→ **GOAL OF THE EXERCISE**
Among these records, which lines include "flowering"? Copy them out.

→ **DATA**

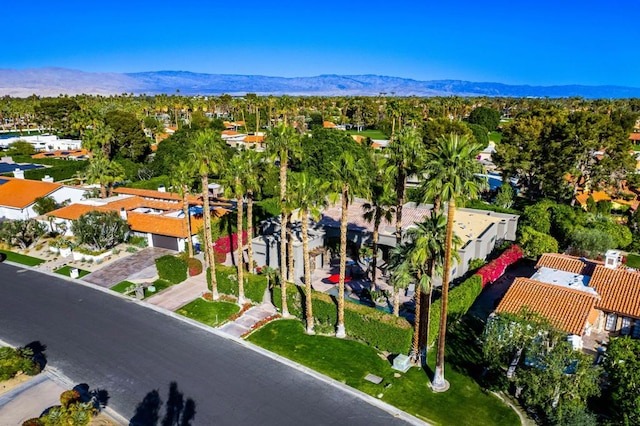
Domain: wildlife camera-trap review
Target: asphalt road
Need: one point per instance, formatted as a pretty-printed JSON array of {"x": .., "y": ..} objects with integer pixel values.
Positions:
[{"x": 134, "y": 353}]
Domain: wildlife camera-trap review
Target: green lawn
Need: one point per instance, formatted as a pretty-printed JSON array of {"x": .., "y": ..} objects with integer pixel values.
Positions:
[
  {"x": 21, "y": 258},
  {"x": 349, "y": 362},
  {"x": 66, "y": 271},
  {"x": 122, "y": 286},
  {"x": 209, "y": 313},
  {"x": 373, "y": 134},
  {"x": 633, "y": 261}
]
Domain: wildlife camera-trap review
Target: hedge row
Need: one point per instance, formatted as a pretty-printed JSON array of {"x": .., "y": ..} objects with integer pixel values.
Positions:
[
  {"x": 254, "y": 286},
  {"x": 368, "y": 325},
  {"x": 171, "y": 268},
  {"x": 461, "y": 298}
]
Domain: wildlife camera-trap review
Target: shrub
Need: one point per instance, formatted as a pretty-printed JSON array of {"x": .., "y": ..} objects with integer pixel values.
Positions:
[
  {"x": 254, "y": 286},
  {"x": 171, "y": 268},
  {"x": 195, "y": 266},
  {"x": 461, "y": 297},
  {"x": 368, "y": 325},
  {"x": 494, "y": 269}
]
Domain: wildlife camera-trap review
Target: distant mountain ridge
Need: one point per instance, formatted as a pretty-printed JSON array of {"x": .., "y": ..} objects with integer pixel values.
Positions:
[{"x": 56, "y": 81}]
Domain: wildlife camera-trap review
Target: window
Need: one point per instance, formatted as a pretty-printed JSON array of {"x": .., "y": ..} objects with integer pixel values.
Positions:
[{"x": 610, "y": 325}]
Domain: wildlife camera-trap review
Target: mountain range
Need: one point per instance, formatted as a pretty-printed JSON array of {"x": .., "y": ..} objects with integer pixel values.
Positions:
[{"x": 56, "y": 81}]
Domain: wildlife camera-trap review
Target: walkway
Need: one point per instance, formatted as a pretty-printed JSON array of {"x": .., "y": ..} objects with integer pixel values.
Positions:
[{"x": 179, "y": 295}]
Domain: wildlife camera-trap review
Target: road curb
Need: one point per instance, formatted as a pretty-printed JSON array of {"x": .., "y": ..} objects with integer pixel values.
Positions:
[{"x": 396, "y": 412}]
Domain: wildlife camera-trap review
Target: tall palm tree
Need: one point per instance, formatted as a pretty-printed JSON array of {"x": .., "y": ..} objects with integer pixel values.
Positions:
[
  {"x": 308, "y": 193},
  {"x": 283, "y": 142},
  {"x": 233, "y": 174},
  {"x": 450, "y": 174},
  {"x": 381, "y": 207},
  {"x": 181, "y": 178},
  {"x": 208, "y": 152},
  {"x": 405, "y": 157},
  {"x": 350, "y": 176}
]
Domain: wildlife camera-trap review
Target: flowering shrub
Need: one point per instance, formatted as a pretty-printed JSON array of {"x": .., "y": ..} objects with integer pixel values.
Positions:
[
  {"x": 494, "y": 269},
  {"x": 259, "y": 324}
]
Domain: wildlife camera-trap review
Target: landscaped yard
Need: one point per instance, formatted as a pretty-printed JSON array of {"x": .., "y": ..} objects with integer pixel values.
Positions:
[
  {"x": 66, "y": 271},
  {"x": 349, "y": 362},
  {"x": 21, "y": 258},
  {"x": 633, "y": 261},
  {"x": 373, "y": 134},
  {"x": 207, "y": 312}
]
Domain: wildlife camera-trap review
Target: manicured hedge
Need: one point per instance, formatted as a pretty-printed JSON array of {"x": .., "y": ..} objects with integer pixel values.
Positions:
[
  {"x": 254, "y": 286},
  {"x": 373, "y": 327},
  {"x": 171, "y": 268},
  {"x": 461, "y": 298}
]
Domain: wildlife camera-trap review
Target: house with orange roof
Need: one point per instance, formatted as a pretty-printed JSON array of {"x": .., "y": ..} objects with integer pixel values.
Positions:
[
  {"x": 157, "y": 216},
  {"x": 18, "y": 196},
  {"x": 580, "y": 296}
]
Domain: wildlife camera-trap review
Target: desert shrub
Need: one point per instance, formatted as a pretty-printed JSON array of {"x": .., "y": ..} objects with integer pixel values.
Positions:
[
  {"x": 195, "y": 266},
  {"x": 375, "y": 328},
  {"x": 171, "y": 268}
]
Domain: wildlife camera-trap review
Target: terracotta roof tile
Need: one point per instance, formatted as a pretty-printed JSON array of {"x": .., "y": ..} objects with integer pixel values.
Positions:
[
  {"x": 565, "y": 308},
  {"x": 619, "y": 290},
  {"x": 567, "y": 263},
  {"x": 20, "y": 193}
]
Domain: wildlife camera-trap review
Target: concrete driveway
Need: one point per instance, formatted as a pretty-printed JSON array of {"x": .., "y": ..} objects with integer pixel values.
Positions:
[{"x": 140, "y": 265}]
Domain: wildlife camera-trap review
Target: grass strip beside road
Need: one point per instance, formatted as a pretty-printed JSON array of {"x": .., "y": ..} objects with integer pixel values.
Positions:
[
  {"x": 207, "y": 312},
  {"x": 22, "y": 258},
  {"x": 349, "y": 362}
]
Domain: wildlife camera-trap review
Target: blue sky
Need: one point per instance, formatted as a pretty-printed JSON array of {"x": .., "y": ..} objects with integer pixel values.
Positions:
[{"x": 516, "y": 42}]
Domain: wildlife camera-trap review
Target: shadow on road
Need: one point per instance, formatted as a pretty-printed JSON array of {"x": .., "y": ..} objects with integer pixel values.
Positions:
[{"x": 178, "y": 411}]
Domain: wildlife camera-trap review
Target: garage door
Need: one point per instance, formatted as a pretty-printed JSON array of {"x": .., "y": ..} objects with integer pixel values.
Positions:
[{"x": 165, "y": 242}]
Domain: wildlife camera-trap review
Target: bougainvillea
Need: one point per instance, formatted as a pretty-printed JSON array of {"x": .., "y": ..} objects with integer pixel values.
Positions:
[{"x": 494, "y": 269}]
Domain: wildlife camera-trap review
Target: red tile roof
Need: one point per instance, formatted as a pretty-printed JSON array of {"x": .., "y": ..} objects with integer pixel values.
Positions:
[
  {"x": 21, "y": 193},
  {"x": 567, "y": 263},
  {"x": 619, "y": 290},
  {"x": 567, "y": 309}
]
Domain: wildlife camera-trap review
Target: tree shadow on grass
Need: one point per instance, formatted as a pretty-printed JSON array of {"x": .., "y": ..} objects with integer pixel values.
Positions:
[{"x": 178, "y": 410}]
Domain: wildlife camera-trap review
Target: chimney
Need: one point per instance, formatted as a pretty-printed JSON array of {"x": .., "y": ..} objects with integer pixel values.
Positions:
[{"x": 612, "y": 259}]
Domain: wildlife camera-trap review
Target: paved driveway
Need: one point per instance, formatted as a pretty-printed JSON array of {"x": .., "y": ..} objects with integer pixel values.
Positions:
[{"x": 122, "y": 269}]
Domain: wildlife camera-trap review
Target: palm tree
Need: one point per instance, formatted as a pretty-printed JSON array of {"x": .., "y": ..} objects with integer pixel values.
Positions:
[
  {"x": 450, "y": 174},
  {"x": 380, "y": 208},
  {"x": 308, "y": 193},
  {"x": 405, "y": 156},
  {"x": 282, "y": 142},
  {"x": 207, "y": 151},
  {"x": 349, "y": 178},
  {"x": 181, "y": 178},
  {"x": 233, "y": 175}
]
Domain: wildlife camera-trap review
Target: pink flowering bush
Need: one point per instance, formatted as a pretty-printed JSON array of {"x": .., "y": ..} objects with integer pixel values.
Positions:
[{"x": 494, "y": 269}]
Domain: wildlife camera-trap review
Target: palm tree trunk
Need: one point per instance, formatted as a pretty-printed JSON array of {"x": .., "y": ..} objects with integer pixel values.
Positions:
[
  {"x": 185, "y": 209},
  {"x": 307, "y": 270},
  {"x": 283, "y": 232},
  {"x": 415, "y": 348},
  {"x": 439, "y": 383},
  {"x": 250, "y": 230},
  {"x": 290, "y": 272},
  {"x": 208, "y": 244},
  {"x": 340, "y": 330},
  {"x": 240, "y": 260}
]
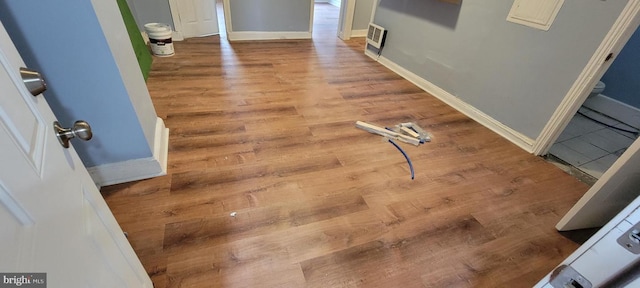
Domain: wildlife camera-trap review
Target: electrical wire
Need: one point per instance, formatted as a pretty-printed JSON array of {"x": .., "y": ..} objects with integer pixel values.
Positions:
[
  {"x": 609, "y": 125},
  {"x": 405, "y": 156}
]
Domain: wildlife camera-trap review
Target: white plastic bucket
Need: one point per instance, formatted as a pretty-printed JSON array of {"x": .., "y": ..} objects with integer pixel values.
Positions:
[{"x": 160, "y": 39}]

→ **FINISHED TASK**
Target: flowering shrub
Target: pink flowering bush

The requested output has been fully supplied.